Start MATERIAL SHOWN

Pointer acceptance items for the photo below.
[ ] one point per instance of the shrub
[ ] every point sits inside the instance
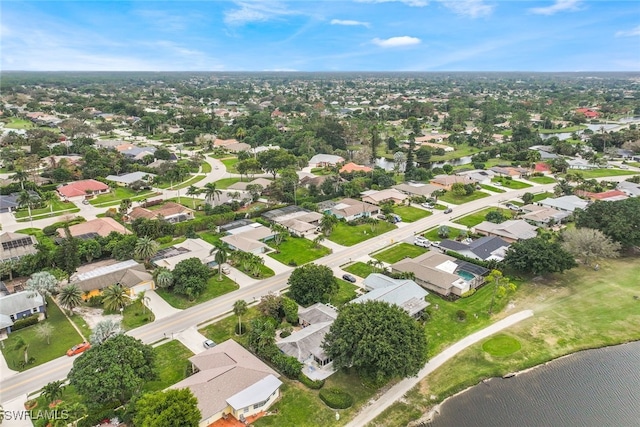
(24, 322)
(336, 398)
(312, 384)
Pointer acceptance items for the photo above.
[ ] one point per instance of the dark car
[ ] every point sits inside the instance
(349, 278)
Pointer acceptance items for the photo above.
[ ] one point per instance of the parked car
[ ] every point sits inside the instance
(421, 241)
(78, 348)
(349, 278)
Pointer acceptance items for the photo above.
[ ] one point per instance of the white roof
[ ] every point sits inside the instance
(257, 392)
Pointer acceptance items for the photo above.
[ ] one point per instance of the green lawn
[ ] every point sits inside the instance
(541, 179)
(58, 207)
(349, 235)
(410, 214)
(172, 365)
(490, 188)
(224, 183)
(449, 197)
(601, 173)
(230, 164)
(64, 337)
(433, 234)
(399, 252)
(510, 183)
(476, 218)
(214, 289)
(346, 293)
(118, 194)
(360, 269)
(298, 250)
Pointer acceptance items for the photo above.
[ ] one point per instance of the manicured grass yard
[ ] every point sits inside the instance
(399, 252)
(298, 250)
(449, 197)
(64, 337)
(410, 214)
(476, 218)
(349, 235)
(346, 293)
(510, 183)
(360, 269)
(172, 365)
(214, 289)
(541, 179)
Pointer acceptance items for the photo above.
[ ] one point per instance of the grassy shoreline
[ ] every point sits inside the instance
(579, 310)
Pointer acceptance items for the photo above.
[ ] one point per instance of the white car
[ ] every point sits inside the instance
(421, 241)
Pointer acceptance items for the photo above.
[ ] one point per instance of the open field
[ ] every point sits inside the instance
(577, 310)
(349, 235)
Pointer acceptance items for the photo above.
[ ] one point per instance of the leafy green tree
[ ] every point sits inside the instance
(169, 408)
(53, 391)
(113, 371)
(379, 340)
(538, 256)
(312, 283)
(115, 297)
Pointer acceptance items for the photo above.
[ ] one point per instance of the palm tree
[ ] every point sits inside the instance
(220, 257)
(20, 176)
(70, 297)
(210, 192)
(193, 191)
(145, 248)
(115, 298)
(163, 277)
(53, 391)
(240, 307)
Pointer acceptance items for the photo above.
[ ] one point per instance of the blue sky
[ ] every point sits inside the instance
(356, 35)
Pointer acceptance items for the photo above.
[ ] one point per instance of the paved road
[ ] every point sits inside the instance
(375, 408)
(37, 377)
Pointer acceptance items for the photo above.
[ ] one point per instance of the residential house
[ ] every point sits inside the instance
(190, 248)
(170, 211)
(404, 293)
(353, 167)
(17, 306)
(511, 230)
(629, 188)
(565, 203)
(82, 189)
(96, 227)
(487, 248)
(130, 274)
(324, 160)
(542, 216)
(306, 343)
(375, 197)
(349, 209)
(16, 245)
(230, 381)
(442, 274)
(129, 178)
(446, 181)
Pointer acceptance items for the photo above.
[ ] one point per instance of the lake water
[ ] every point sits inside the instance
(592, 388)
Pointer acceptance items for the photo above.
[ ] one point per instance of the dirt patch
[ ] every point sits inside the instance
(94, 315)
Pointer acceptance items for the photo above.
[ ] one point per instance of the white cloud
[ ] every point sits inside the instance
(411, 3)
(397, 41)
(470, 8)
(349, 22)
(254, 11)
(629, 33)
(558, 6)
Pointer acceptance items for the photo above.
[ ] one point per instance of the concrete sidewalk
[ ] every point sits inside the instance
(375, 408)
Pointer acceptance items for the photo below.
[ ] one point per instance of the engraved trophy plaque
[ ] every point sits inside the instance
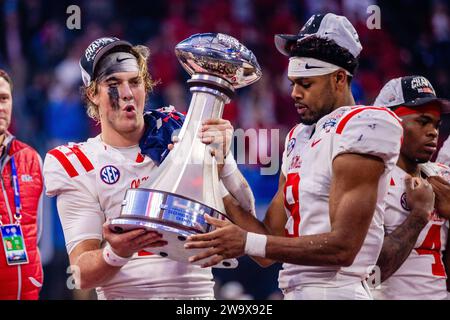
(186, 185)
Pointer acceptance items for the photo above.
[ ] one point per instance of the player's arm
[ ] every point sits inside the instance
(446, 261)
(398, 244)
(273, 223)
(352, 204)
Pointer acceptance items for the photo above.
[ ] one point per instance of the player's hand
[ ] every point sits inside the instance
(227, 241)
(218, 133)
(442, 190)
(127, 243)
(420, 197)
(174, 141)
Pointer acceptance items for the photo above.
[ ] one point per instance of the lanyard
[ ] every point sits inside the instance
(17, 214)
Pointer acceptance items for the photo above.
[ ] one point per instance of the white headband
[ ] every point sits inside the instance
(310, 67)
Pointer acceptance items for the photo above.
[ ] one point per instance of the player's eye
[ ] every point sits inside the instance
(306, 85)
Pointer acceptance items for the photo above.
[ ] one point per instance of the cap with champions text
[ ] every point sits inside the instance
(410, 91)
(95, 51)
(328, 26)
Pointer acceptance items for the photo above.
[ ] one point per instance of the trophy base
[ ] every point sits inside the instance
(174, 249)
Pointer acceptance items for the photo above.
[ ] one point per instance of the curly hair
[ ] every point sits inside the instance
(326, 50)
(142, 53)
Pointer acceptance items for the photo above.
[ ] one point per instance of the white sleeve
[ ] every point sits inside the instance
(374, 132)
(81, 217)
(79, 211)
(284, 163)
(444, 153)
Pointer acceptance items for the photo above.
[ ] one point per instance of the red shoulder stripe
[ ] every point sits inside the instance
(344, 121)
(140, 158)
(392, 182)
(64, 162)
(144, 253)
(87, 165)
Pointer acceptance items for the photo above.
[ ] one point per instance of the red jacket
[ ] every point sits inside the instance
(22, 281)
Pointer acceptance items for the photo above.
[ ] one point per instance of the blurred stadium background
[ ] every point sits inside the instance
(42, 54)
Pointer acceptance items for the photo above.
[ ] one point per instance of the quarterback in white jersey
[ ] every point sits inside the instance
(414, 257)
(90, 179)
(324, 222)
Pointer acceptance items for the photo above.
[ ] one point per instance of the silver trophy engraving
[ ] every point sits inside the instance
(186, 185)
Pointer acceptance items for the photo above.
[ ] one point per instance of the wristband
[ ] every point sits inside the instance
(255, 244)
(112, 258)
(229, 166)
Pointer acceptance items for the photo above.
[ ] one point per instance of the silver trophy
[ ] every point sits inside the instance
(186, 185)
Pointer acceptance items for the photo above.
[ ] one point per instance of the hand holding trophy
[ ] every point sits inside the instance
(186, 185)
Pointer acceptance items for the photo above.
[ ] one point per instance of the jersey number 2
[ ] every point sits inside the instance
(291, 202)
(432, 245)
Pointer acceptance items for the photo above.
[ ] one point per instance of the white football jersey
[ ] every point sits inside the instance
(422, 275)
(307, 165)
(90, 180)
(444, 153)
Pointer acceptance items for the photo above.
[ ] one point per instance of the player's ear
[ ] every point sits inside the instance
(340, 78)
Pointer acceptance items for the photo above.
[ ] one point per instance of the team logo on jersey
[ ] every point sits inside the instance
(404, 203)
(109, 174)
(291, 145)
(330, 123)
(296, 163)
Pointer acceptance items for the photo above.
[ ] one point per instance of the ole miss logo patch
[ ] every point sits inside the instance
(109, 174)
(404, 203)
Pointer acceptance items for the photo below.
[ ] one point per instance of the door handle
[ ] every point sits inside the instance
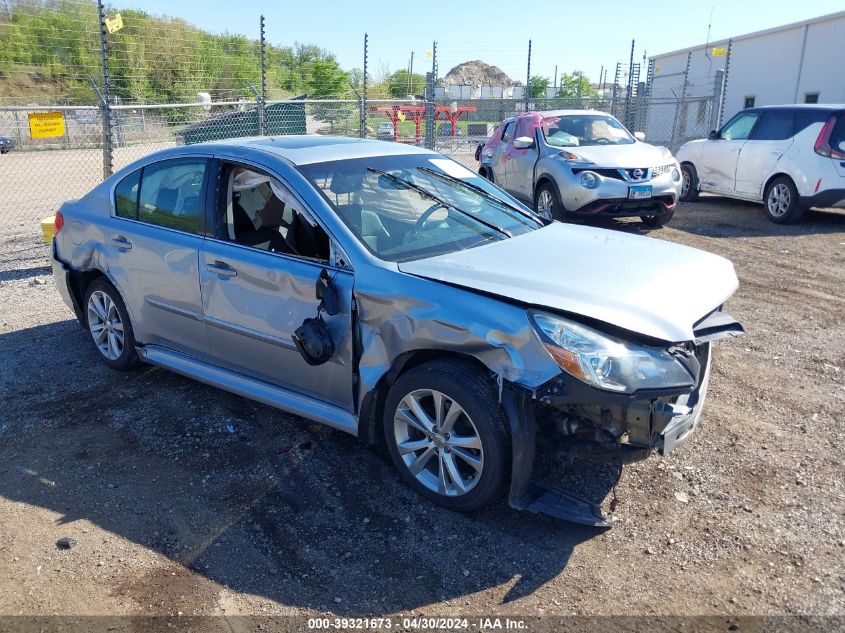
(221, 269)
(121, 243)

End MATERIAL SHOWN

■ CHALLENGE ■
Print the complete listing exactly, apart from any pictures.

■ WORKED ANSWER ■
Pointer acceptance items for the photo below.
[ ] one point per instance of the shrub
[ ] every point sits inside the instance
(24, 322)
(336, 398)
(312, 384)
Pointer acceptance items for the photo above.
[ ] one point per instance of the dark car
[ ] every point sits inside the instance
(349, 278)
Pointer acceptance items for the photo above.
[ ] one point per instance of the parked car
[ ] every point sits inside the instance
(421, 241)
(78, 348)
(349, 278)
Pointer acceptance items for the photo above.
[ ] one point per instance of the white roof
[ ] every point sits inside the instance
(257, 392)
Pointer acceptance items for the photo above.
[ ] one point per instance of the green lawn
[ ] every point sits inside the instance
(541, 179)
(58, 207)
(349, 235)
(410, 214)
(172, 365)
(490, 188)
(224, 183)
(449, 197)
(601, 173)
(230, 164)
(64, 337)
(433, 234)
(399, 252)
(510, 183)
(476, 218)
(214, 289)
(346, 293)
(118, 194)
(360, 269)
(298, 250)
Pointer acceptance items for the photo above.
[ ] one point per instance of the manicured grass yard
[ ] every point sits inside the instance
(399, 252)
(298, 250)
(449, 197)
(64, 337)
(410, 214)
(476, 218)
(349, 235)
(346, 293)
(510, 183)
(360, 269)
(172, 365)
(214, 289)
(541, 179)
Pointer acceptance items for the photo above.
[ ] one point per instance of the grassy shoreline
[ ] every point sits inside the instance
(579, 310)
Pointer acceptance items for the photo above.
[ ] one point per instance of the white car
[ ] every point sits inside the instance
(421, 241)
Pointer acceptance items for the photo above.
[ ] one point per instance of the open field
[ ] every point sits inside the instance
(577, 310)
(349, 235)
Pointer acceptance items for the photo above.
[ ] one point per instance of the leafy green tree
[ ] every point sits inside the instance
(169, 408)
(53, 391)
(113, 371)
(379, 340)
(538, 256)
(312, 283)
(115, 297)
Pointer acceptance items for the photo above.
[ ] one point per instance of the palm tree
[ ] every point sits inside the instance
(220, 257)
(20, 176)
(70, 297)
(210, 192)
(193, 191)
(145, 248)
(115, 298)
(163, 277)
(53, 391)
(240, 307)
Pointer acceptance items for the photo above.
[ ] one point per instance of the blue sky
[ ] every point sits inside the instance
(356, 35)
Pointer acceptance items for the photo above.
[ ] one point per instance of the paved road
[ ] every point sits inside the instance
(375, 408)
(37, 377)
Pointer acceptance items for the photo above.
[ ] one point per instance of the residential house
[ ] every point sits inside the instance
(190, 248)
(170, 211)
(404, 293)
(353, 167)
(17, 306)
(511, 230)
(629, 188)
(565, 203)
(82, 189)
(96, 227)
(487, 248)
(130, 274)
(324, 160)
(542, 216)
(306, 343)
(375, 197)
(349, 209)
(16, 245)
(230, 381)
(442, 274)
(129, 178)
(446, 181)
Pointer acceptance items for the photo above.
[ ] one point per instance of the lake water
[ ] every point sits inside the instance
(592, 388)
Pointer acceptance items for the photo above.
[ ] one point per instance of the dirt patch
[ ] every point sits inside the instance
(94, 315)
Pointer acceptance items for the photo above.
[ ] one point per instance of the white cloud
[ ] every point sits inside the instance
(411, 3)
(397, 41)
(470, 8)
(349, 22)
(254, 11)
(629, 33)
(558, 6)
Pointer acceptance items for the photo above.
[ ] one point per instance of the concrete sidewalk
[ ] every point sits inside the instance
(375, 408)
Pointer acceptance items for the photo below.
[ ] one point per instance of the engraved trophy plaque
[ ] every point sits inside the instance
(186, 185)
Pointer acceptance items for the photo above.
[ ] one point per instance of the player's arm
[ ] every point sits inside the instance
(446, 261)
(398, 244)
(273, 223)
(352, 204)
Pointer acceptance items for the photo above.
[ ] one point per instance of the player's hand
[ ] every point sits inside the instance
(227, 241)
(218, 133)
(442, 190)
(127, 243)
(420, 197)
(174, 141)
Pointer acceptance items for the photo above.
[ ] one point per instance of the lanyard
[ ] every point sits inside the instance
(17, 214)
Pointer acceptance items for the photo above.
[ ] one point per instance of the white headband
[ ] every point sits inside the instance
(310, 67)
Pointer acceptance items for the photo above.
[ ] one point per instance of the player's eye
[ ] every point sits inside the instance
(306, 85)
Pointer acceptance items for the photo above.
[ ] one point per instance of the cap with champions text
[ ] every point sits inside the instance
(410, 91)
(95, 51)
(328, 26)
Pointer acceptance items for the photo above.
[ ] one point per instance of the trophy base
[ ] every point sits inside the instance
(174, 249)
Pointer acceptance items for the photo above.
[ ] one point per instance of the curly hair
[ ] every point sits inside the instance
(326, 50)
(142, 53)
Pointer acceptance items for the photo above.
[ ] one point per instance of the white sleeve
[ ] every point sits inside the instance
(374, 132)
(81, 217)
(79, 211)
(284, 163)
(444, 153)
Pointer acceptance items for the photo above.
[ ] one point per instance of the red shoulder stripe
[ ] every point sits inside the instance
(344, 121)
(140, 158)
(392, 182)
(64, 162)
(144, 253)
(87, 165)
Pointer acceptance items for the photo above.
[ ] one point per instance of the red jacket
[ ] every point sits inside the instance
(22, 281)
Pointer acceptance items for the photo above.
[ ] one point per instance of the blurred stadium background
[ ] every point sits inside the instance
(42, 54)
Pointer acceptance items for the photo above.
[ ] one point per instance of the quarterback in white jersey
[ ] every point sits inside the instance
(414, 257)
(90, 179)
(324, 222)
Pointer acceptance items for the photo above.
[ ] one point per instance of the silver trophy engraving
[ ] every point sits inside the instance
(186, 185)
Pointer acceptance items for the photo above.
[ ] one point per instance of the wristband
[ ] every point sits inside the instance
(255, 244)
(112, 258)
(229, 166)
Pointer acceptance items for the photo above.
[ ] one point per instance of the silver trophy
[ ] every point sits inside the instance
(186, 185)
Pointer acceptance items for the photo above.
[ ] one point per instance of the hand holding trophy
[ ] every point sits inside the instance
(186, 185)
Pointer acceptance items for the photo above.
[ ] one point per instance of the jersey number 2
[ ] every point sits inside the instance
(291, 202)
(432, 245)
Pointer acceptance items for the photo above.
[ ] one point per instance of the white football jersey
[ ] every point sits inside the instance
(422, 275)
(307, 165)
(90, 180)
(444, 153)
Pointer acceptance items for the photo above.
[ ] one point per instance of the player's ear
[ ] every point sits inside the instance
(340, 78)
Pointer acceptance items for the photo above.
[ ] one point per instance of the team logo on jersey
[ ] every point sits inside the instance
(404, 203)
(109, 174)
(291, 145)
(330, 123)
(296, 163)
Pointer acceptance items for the photo above.
[ ] one point per instance of the ole miss logo patch
[ ] every point sits inside the instance
(109, 174)
(404, 203)
Pointer acceptance items for the photo below.
[ ] one point per instance of the door handle
[ ] every point sits inside the instance
(221, 269)
(121, 243)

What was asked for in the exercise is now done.